DESCRIPTION OF THE TASK
Print the listing below exactly.

* BEGIN *

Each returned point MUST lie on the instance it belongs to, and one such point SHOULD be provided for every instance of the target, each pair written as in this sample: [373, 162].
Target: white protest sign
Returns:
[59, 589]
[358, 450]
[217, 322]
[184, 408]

* END *

REPLY
Each returned point MUST lie on the instance it belongs to, and one such point SHOULD be provided for every instance of the target, each pair written as in this sample: [373, 162].
Target: white protest sign
Returns:
[59, 589]
[358, 450]
[217, 322]
[184, 408]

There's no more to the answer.